_DO THIS_: In the passage below about the Toyota recall, reproduce everything from "While effective risk" down to "loss (Scott 2007)." word for word.

_DOCUMENT SEGMENT_:
•••••
However, the greatest loss was the denting of customer confidence in Toyota vehicles which saw reduced sales. The value of Toyota shares also slumped by over 15% during the entire period.
Causes of the recall: A case of failure in risk management
The massive recall of 9 million units of Toyota vehicles was caused by serious design flaws made in Toyota’s assembly plants. While the vehicles were of different designs, they shared common features such as an accelerator pedal and braking system. This should have been adequately foreseen by the company’s management as a substantial risk.
Additionally, the company failed to provide an override system in the recalled products leading to multiple recalls for the same products which further increased the company’s losses. The problems of unintended acceleration and inefficient braking system could have been solved through providing an alternative system but the company insisted on ‘cosmetic’ repairs rather than well-researched mechanical changes in design.
The managerial problems that led to Toyota’s huge loss and dented image are thus threefold. First, the company did not have a risk management plan to foresee this kind of situation.
Secondly, the top managers went for cost cutting as the company’s priority instead of safety and quality and finally, the management failed to look for stopgap measures to end the problem immediately leading to frustrated customers and further losses.
Theories of organizational risk management failure
According to Stulz (2009), the occurrence of a huge loss in a company does not necessary indicate a failure in risk management or that a mistake was made. However, such a loss can be used as evidence of a failure in risk management in almost all circumstances.
While effective risk management is not a guarantee against failure, a good risk manager does his or her best to ensure that the people who determine the organization’s risk appetite, the top management, understand the risks, the probability of their occurrence and the magnitude of loss (Scott 2007).
According to Mullins (2007), the ultimate decision as to whether to take risk or avoid it lies with the senior management of the organization. It is not part of the risk manager’s mandate to decide which risks to ignore but he/she is tasked with establishing all the risks (Tompkins 2005) and presenting all the information gathered to the management to decide on the next course of action.
The failure of risk management therefore lies mostly on the decisions of the top management (Yukl 2006). Therefore, decentralization of decision making through a ‘middle’ organizational structure as compared to a top-down decentralized system is a viable way to reduce risk.
French et al (2008) state that among the leadership skills required of managers, the manager’s directorship role plays a vital part in an organization’s strategy development. The directorship role includes decision making and formulation of strategy.
•••••
_STORED RECORDS_:
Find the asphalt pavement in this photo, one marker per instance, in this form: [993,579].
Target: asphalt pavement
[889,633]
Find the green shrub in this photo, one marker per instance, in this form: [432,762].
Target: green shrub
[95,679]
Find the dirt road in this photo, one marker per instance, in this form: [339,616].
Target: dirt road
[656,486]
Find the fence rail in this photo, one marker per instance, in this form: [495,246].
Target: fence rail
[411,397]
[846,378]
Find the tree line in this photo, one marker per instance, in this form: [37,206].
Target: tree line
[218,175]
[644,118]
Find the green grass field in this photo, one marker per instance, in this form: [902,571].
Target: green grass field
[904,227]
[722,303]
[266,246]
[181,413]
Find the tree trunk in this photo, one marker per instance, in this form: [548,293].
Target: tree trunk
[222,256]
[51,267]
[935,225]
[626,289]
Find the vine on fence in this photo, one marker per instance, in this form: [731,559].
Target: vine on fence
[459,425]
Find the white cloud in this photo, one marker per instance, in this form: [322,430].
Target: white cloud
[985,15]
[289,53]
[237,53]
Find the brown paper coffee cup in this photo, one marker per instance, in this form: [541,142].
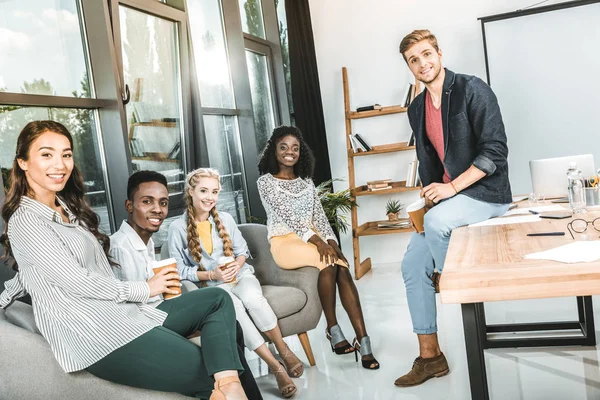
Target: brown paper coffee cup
[159,266]
[416,214]
[224,264]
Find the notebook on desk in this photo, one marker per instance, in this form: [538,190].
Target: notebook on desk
[549,176]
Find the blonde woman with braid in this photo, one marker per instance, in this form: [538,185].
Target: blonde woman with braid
[197,240]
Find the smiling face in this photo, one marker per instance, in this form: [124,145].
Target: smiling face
[148,209]
[424,61]
[49,164]
[288,151]
[205,194]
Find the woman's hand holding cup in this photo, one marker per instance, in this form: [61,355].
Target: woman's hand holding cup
[228,269]
[163,282]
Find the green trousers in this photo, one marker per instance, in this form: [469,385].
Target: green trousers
[163,359]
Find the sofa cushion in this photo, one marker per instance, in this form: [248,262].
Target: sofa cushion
[285,300]
[21,315]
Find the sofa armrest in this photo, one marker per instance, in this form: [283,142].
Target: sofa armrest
[28,370]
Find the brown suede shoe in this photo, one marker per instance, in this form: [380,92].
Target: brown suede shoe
[424,369]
•••••
_SOLUTION_:
While effective risk management is not a guarantee against failure, a good risk manager does his or her best to ensure that the people who determine the organization’s risk appetite, the top management, understand the risks, the probability of their occurrence and the magnitude of loss (Scott 2007).